Written instruction :: Transfer every line between the line containing "of the headlight" and the line containing "[[38, 350]]", inclusive, adding 70 to each coordinate in the answers.

Information given ::
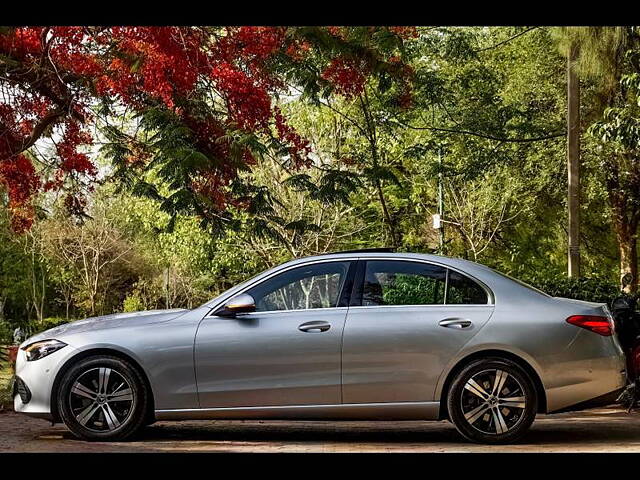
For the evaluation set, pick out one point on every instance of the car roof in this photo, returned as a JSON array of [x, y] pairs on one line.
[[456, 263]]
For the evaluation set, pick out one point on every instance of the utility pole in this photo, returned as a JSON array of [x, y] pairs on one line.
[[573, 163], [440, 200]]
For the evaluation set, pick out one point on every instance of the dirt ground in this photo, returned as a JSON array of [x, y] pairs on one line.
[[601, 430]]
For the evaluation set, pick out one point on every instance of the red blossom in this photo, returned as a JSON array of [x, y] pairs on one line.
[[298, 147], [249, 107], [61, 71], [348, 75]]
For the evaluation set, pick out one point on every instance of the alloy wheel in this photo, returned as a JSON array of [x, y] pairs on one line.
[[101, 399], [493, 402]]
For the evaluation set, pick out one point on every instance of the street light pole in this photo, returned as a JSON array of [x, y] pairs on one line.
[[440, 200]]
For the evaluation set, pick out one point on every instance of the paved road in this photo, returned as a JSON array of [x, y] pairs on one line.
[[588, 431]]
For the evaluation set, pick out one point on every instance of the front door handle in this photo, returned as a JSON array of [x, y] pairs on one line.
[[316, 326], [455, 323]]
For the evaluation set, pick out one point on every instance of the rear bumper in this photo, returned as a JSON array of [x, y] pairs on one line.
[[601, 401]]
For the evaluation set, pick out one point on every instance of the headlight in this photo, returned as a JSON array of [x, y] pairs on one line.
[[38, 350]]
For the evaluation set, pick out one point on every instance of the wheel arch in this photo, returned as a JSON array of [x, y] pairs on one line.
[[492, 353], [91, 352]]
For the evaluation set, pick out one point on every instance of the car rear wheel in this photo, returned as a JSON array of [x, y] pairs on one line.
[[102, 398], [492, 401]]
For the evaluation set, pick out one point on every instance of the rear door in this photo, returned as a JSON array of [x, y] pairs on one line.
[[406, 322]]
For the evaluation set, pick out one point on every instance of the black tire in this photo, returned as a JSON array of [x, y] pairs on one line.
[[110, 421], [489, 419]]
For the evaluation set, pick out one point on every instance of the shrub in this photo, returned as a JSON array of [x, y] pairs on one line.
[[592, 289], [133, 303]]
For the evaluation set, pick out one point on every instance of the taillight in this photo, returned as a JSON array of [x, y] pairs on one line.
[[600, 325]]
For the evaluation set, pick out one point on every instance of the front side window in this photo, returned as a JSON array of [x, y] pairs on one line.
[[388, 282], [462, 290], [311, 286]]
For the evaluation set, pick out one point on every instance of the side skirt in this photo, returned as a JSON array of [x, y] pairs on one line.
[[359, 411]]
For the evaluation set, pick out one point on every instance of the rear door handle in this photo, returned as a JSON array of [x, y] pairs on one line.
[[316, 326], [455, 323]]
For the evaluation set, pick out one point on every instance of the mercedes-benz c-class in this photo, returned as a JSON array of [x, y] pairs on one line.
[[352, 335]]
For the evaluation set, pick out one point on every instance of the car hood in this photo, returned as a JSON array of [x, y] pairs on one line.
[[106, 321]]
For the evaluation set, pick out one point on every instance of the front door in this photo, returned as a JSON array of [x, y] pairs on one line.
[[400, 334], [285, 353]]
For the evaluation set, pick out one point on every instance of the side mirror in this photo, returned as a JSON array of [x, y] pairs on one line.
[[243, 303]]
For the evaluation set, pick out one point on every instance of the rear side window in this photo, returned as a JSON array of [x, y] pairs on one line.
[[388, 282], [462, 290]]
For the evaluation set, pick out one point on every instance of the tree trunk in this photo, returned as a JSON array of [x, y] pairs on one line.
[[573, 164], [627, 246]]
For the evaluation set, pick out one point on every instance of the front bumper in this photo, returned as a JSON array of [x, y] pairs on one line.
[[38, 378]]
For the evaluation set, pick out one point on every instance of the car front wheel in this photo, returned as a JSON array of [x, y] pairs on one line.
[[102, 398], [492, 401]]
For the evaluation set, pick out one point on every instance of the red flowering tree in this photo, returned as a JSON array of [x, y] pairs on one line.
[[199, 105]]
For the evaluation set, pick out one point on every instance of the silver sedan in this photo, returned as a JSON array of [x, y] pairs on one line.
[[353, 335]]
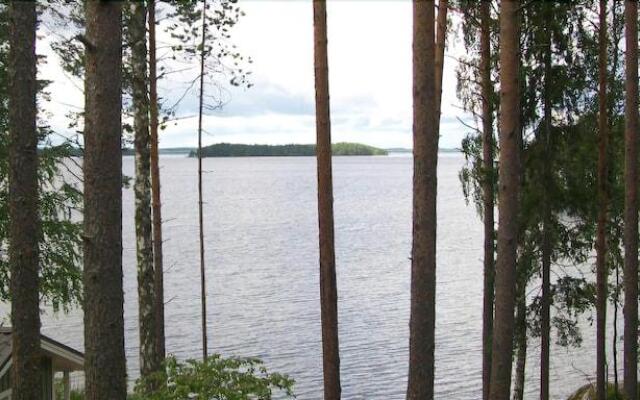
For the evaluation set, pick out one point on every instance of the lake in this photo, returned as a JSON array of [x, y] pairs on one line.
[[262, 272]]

Result below ::
For the evaluation set, pick out one point on every instance of the headlight in this photo, returned as a JSON array of [x, y] pairs on one line.
[[108, 420]]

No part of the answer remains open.